**Problem**
Retype each of the entries below exactly as written.
#### Record set
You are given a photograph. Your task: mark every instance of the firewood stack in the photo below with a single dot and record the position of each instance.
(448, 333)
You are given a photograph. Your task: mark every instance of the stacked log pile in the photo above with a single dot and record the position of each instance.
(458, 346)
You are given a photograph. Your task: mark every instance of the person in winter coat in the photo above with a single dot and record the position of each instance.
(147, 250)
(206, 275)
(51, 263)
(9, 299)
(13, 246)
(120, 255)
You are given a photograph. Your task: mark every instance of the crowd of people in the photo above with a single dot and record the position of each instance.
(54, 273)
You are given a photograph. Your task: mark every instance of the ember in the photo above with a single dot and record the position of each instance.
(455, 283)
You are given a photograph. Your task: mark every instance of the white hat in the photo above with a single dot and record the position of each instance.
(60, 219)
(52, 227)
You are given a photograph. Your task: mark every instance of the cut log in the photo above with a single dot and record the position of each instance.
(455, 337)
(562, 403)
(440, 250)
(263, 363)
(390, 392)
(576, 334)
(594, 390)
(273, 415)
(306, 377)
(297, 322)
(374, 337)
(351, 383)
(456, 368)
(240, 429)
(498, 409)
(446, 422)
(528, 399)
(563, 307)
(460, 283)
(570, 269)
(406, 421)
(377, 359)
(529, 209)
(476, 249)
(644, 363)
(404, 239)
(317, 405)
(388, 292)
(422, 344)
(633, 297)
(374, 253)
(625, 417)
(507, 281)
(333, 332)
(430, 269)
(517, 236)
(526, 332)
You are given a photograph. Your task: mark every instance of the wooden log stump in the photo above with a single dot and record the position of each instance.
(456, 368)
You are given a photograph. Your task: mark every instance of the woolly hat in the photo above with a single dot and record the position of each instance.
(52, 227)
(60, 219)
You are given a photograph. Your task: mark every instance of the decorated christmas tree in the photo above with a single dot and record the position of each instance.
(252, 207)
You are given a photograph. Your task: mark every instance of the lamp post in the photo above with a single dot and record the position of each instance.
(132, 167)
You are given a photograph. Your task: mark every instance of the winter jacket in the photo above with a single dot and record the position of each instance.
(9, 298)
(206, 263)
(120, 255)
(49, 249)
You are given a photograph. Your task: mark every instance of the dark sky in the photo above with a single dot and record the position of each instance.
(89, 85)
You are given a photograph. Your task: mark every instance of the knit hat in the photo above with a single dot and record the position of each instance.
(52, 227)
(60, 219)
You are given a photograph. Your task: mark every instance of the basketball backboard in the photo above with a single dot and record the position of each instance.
########
**Task output**
You are given a photograph. Your task: mark every instance of the firewood stack in the photo below with a single dot and record the position of each instance.
(448, 333)
You are given a photograph. Your task: mark every instance of the stacked log pile in the photo above with a single dot and record the position of each instance.
(458, 346)
You are given a photograph. Your task: mark every instance of the person in winter coat in the photo above with a single dot and record the position of each instance.
(147, 250)
(206, 275)
(51, 263)
(9, 299)
(13, 246)
(120, 255)
You are given a photograph. Your task: mark every instance of the crowd of people in the photo above with a single dot and record the position of each instance.
(54, 273)
You are given a photograph. Your task: mark every instance of the ember in the photo above with a single dot and record the position of each instance.
(455, 283)
You are given a photograph. Your task: mark every instance of the white hat in the photo above with a single dot and record the position of each instance.
(60, 219)
(52, 227)
You are given a photograph. Your task: mark every instance of the cut log in the photo above with a single dot and record the position of each instance.
(455, 337)
(562, 403)
(440, 250)
(263, 363)
(390, 392)
(576, 334)
(594, 390)
(273, 415)
(306, 377)
(297, 322)
(374, 337)
(351, 383)
(456, 368)
(240, 429)
(498, 409)
(446, 422)
(528, 399)
(563, 307)
(460, 283)
(570, 269)
(406, 421)
(377, 359)
(529, 209)
(476, 249)
(644, 363)
(404, 239)
(317, 405)
(388, 292)
(422, 344)
(633, 297)
(374, 253)
(625, 417)
(507, 281)
(333, 332)
(430, 269)
(517, 236)
(526, 332)
You are given a photograph. Your task: mark every instance of the wooden log stump in the photo above with a single dot and record the position of each instance.
(456, 368)
You are given a photograph. Your task: mark every instance of the woolly hat in the photo above with a single dot and record the position of each instance.
(52, 227)
(60, 219)
You are given a photograph. Your task: mark every instance of the decorated christmas tree in the photo above with a single dot and record the position of each instance.
(252, 207)
You are given a photograph. Your task: mark every instance of the lamp post in the photo above with a single dot and record the position of each instance.
(132, 167)
You are given a photograph. Your task: mark every instance of the winter jacket in the photo above with a single dot and record the position of each instance.
(9, 298)
(206, 263)
(120, 255)
(49, 249)
You are given a photograph. Your task: mark every instance of the dark sky in the photo above with a single dot and record the position of each instance.
(89, 85)
You are given a photograph. Your task: mark every instance of the knit hat in the photo above with a single dot and record the position of each instance.
(52, 227)
(60, 219)
You are given a photograph. Your task: mark every instance of the basketball backboard in the photo above with a single dot and record the position of each instance.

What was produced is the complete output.